> **Records provided**
# # # # #

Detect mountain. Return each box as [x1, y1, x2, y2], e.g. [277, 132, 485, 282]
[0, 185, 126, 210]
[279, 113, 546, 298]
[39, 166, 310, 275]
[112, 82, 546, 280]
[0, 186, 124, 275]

# # # # #

> **Description of the task**
Rewrite the listing above with "mountain" changed to "hill" and every other character left as it is.

> **Response to this exercise**
Detect hill. Return each box as [x1, y1, x2, y2], e.g. [277, 132, 485, 282]
[0, 185, 126, 210]
[279, 113, 546, 298]
[39, 166, 310, 275]
[112, 82, 546, 280]
[0, 186, 124, 275]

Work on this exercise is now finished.